→ **MATERIAL PROVIDED**
-=-=-

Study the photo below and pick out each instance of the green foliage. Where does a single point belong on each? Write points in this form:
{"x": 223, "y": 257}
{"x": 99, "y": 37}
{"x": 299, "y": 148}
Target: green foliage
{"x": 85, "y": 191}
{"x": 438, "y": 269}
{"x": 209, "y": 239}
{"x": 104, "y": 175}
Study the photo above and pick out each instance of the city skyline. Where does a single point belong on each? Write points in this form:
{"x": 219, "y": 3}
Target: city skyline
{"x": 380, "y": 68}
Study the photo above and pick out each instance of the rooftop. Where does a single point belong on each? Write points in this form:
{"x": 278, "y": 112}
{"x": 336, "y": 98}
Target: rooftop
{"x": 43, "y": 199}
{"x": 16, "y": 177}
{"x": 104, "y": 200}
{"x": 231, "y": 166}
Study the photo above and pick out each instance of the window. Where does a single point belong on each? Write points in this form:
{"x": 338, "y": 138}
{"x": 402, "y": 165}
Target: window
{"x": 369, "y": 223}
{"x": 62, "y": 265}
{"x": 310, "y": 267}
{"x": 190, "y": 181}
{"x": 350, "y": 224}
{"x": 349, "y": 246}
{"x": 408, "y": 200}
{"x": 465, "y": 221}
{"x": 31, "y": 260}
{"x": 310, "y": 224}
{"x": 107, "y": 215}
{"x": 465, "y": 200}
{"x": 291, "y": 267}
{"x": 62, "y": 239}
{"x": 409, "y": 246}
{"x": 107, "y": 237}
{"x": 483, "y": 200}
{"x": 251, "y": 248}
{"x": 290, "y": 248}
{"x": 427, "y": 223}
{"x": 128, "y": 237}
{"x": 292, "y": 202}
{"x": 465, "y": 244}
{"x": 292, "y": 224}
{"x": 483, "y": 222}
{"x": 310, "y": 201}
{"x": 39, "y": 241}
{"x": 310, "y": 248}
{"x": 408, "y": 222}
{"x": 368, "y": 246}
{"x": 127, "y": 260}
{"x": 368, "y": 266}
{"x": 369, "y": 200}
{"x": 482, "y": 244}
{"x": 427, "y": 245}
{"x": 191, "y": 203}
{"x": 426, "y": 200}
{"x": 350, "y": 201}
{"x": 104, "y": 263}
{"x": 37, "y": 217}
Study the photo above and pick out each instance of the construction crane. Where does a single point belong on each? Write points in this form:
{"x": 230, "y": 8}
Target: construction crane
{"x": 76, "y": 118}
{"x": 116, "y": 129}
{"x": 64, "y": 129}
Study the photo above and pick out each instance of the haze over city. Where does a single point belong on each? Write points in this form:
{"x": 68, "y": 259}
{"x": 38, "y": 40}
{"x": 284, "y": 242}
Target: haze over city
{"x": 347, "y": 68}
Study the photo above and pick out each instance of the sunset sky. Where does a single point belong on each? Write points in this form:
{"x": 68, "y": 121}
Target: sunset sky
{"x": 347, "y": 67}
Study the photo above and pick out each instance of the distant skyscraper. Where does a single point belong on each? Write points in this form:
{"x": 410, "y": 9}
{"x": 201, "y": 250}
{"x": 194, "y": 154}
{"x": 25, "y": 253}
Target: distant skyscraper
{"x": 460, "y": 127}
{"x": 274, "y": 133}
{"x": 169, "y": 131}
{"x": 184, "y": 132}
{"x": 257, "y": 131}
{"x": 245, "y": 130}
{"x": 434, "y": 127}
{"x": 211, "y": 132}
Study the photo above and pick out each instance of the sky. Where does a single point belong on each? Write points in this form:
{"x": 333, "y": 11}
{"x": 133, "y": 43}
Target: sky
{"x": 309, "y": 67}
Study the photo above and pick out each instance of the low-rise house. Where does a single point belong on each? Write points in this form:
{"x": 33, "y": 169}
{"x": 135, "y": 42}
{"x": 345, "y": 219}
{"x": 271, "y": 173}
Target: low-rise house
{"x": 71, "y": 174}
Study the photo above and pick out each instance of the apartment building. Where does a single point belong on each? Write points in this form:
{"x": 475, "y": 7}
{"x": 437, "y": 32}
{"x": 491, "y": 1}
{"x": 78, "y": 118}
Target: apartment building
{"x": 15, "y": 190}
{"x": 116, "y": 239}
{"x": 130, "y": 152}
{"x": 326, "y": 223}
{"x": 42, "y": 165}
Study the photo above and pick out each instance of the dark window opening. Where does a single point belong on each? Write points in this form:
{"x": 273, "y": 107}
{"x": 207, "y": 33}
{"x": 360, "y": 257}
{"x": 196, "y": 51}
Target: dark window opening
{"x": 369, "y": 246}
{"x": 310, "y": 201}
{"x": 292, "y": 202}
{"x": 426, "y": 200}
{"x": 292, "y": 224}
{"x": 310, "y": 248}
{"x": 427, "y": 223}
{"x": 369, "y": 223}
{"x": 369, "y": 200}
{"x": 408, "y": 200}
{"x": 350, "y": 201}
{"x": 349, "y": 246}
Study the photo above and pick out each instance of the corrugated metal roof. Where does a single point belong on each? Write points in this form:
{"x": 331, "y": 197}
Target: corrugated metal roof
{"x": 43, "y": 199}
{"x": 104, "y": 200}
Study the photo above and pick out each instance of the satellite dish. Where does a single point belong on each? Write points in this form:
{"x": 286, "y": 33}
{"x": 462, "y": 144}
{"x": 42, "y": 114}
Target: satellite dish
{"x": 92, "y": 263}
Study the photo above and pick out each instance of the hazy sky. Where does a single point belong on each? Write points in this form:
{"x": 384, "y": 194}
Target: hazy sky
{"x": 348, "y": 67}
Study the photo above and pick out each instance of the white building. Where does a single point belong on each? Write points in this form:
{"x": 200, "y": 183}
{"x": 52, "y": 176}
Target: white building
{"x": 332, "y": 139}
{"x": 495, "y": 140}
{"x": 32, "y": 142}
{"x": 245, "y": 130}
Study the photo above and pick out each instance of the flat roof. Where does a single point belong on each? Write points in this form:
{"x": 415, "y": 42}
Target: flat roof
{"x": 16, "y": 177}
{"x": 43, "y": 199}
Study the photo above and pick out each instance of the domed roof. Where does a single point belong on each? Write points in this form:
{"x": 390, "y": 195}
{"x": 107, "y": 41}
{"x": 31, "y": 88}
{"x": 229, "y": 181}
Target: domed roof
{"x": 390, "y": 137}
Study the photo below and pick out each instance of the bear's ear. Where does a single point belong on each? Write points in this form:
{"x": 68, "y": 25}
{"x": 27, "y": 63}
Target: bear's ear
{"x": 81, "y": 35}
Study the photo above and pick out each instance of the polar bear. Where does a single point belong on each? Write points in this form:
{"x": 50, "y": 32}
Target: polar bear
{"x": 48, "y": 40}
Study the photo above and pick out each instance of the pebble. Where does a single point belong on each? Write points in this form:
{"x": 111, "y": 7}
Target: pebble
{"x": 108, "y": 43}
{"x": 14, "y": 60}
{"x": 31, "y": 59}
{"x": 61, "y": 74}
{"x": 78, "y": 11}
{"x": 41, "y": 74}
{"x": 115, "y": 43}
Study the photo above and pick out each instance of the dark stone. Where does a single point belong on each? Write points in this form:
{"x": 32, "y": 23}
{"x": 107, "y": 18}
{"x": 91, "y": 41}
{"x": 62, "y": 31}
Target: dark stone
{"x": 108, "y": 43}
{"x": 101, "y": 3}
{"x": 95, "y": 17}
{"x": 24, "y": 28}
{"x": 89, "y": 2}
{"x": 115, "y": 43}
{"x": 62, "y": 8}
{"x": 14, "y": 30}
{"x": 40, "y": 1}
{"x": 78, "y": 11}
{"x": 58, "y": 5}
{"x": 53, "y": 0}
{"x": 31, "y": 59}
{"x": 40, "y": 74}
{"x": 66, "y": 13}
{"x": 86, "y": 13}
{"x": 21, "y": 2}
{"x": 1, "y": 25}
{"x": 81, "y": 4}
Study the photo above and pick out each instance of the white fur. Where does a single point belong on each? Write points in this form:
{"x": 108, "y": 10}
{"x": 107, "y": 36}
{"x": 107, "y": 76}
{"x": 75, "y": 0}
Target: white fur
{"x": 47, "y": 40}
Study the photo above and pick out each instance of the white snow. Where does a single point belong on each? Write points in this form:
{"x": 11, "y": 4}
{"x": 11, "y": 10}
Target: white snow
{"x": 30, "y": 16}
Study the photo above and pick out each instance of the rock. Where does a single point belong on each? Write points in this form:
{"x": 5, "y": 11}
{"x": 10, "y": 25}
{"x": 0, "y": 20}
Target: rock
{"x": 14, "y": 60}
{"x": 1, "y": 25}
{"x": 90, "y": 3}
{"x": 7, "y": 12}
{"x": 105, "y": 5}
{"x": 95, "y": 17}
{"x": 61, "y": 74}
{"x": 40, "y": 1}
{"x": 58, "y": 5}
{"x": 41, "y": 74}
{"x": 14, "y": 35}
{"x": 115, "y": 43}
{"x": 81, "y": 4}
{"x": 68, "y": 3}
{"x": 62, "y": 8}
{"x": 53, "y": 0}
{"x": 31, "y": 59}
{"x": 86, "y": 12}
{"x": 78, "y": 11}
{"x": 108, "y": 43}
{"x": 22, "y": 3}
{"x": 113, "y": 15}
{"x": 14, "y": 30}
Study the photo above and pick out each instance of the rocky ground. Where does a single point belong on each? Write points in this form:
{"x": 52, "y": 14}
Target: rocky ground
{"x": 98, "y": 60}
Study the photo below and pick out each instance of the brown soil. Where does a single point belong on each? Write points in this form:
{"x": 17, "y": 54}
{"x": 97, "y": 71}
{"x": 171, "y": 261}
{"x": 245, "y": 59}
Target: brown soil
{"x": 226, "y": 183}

-=-=-

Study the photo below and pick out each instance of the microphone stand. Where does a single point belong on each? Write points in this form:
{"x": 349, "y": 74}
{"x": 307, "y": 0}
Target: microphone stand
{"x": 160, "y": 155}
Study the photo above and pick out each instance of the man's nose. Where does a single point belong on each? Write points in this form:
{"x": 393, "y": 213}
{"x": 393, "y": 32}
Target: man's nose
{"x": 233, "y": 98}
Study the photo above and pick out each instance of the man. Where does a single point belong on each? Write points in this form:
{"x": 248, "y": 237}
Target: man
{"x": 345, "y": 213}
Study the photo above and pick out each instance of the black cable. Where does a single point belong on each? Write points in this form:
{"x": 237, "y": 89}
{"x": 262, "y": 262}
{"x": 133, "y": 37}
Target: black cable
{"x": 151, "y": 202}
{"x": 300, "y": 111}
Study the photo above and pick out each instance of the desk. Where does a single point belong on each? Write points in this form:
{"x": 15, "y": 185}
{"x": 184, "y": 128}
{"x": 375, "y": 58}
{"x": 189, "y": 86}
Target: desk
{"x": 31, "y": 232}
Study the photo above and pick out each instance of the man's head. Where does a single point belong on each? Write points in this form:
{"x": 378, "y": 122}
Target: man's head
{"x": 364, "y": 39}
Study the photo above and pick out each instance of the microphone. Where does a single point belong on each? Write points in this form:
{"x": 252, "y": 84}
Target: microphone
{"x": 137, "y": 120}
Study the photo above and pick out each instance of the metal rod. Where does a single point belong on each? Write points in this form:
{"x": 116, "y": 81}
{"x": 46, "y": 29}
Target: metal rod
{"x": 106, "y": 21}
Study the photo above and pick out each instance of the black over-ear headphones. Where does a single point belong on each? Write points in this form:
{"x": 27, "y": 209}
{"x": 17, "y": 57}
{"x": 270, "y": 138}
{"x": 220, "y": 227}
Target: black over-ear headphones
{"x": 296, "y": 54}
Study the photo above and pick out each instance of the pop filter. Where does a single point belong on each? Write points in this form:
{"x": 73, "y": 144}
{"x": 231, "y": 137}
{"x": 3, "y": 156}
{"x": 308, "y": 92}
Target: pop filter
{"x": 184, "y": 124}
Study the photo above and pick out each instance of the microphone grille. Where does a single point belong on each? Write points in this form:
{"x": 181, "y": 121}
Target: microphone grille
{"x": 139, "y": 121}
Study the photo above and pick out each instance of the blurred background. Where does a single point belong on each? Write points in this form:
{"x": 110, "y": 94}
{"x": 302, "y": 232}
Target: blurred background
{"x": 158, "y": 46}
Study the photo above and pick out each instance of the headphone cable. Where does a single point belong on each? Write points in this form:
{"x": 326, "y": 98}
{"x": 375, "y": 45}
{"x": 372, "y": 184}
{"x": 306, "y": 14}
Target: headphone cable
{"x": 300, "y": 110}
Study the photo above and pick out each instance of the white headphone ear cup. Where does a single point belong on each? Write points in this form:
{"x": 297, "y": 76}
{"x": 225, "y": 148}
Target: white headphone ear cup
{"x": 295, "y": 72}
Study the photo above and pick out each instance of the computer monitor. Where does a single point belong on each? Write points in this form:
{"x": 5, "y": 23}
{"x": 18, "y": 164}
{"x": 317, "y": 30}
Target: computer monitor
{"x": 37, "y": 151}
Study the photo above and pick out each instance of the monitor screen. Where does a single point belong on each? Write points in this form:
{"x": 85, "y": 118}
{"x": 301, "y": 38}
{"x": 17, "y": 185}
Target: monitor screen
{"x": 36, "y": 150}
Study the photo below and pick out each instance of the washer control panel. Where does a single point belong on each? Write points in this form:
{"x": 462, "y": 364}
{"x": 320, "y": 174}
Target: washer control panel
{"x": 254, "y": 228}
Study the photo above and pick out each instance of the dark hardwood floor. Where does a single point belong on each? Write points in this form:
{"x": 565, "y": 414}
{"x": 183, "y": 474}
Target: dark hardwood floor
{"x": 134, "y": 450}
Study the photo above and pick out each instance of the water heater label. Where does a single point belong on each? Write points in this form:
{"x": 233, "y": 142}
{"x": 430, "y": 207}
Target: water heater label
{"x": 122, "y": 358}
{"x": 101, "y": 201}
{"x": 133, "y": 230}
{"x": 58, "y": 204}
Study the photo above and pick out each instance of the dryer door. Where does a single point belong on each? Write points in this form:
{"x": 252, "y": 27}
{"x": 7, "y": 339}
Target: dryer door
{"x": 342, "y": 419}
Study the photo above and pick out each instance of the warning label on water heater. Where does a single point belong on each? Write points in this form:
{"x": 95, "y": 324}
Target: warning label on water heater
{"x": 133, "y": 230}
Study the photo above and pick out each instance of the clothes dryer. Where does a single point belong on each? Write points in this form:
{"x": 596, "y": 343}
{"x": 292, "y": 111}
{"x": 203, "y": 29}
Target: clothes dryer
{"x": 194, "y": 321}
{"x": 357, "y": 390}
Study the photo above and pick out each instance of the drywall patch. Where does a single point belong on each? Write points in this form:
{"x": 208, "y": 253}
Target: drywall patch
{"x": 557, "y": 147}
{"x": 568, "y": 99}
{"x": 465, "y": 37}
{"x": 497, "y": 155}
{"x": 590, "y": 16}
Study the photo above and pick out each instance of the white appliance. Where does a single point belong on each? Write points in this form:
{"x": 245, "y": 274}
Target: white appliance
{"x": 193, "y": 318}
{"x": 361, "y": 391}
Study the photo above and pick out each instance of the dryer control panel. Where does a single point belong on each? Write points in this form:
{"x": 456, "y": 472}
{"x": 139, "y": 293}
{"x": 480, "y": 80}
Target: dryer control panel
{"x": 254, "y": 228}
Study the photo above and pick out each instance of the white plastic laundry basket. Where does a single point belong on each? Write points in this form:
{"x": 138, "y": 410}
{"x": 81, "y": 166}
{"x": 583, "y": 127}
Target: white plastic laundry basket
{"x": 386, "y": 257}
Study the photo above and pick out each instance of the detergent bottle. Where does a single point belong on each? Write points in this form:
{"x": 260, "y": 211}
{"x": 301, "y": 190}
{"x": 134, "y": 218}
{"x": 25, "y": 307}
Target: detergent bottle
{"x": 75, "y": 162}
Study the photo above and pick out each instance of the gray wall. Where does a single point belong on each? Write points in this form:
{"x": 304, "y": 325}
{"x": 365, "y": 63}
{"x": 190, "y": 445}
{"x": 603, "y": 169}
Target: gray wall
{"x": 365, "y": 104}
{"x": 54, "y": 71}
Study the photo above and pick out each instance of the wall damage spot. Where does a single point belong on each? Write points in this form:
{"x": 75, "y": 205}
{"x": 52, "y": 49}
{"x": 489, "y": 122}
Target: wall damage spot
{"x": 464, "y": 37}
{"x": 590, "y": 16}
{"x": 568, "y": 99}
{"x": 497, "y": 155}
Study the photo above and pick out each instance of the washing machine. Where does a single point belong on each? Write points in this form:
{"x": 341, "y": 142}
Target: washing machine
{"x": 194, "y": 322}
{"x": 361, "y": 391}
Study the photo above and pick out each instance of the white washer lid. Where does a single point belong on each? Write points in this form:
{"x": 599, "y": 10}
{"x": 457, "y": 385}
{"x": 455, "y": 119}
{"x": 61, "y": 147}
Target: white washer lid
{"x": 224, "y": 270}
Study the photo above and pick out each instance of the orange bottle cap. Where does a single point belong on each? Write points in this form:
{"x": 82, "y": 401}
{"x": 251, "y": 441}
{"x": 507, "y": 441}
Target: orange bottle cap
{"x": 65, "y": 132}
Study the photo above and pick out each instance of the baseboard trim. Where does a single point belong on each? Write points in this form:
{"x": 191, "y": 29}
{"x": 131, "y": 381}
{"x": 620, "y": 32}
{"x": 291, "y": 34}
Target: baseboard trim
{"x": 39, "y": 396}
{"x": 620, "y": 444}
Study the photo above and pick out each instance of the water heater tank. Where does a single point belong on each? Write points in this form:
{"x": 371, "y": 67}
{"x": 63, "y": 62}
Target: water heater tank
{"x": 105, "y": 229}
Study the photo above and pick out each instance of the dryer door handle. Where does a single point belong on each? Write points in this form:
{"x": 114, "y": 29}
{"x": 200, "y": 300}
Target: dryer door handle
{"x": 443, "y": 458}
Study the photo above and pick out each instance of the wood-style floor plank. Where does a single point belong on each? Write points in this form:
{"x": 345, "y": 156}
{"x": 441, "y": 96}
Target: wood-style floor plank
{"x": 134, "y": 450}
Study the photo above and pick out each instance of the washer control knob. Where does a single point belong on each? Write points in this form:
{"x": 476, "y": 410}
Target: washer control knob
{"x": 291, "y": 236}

-=-=-

Gather every line of the data above that contains the string "opening". Letter case matters.

→ **RESPONSE TO THE TASK**
Study the photo above and pick out each instance of the dark window opening. Where does a single point belong on each? Write points in this form:
Target: dark window opening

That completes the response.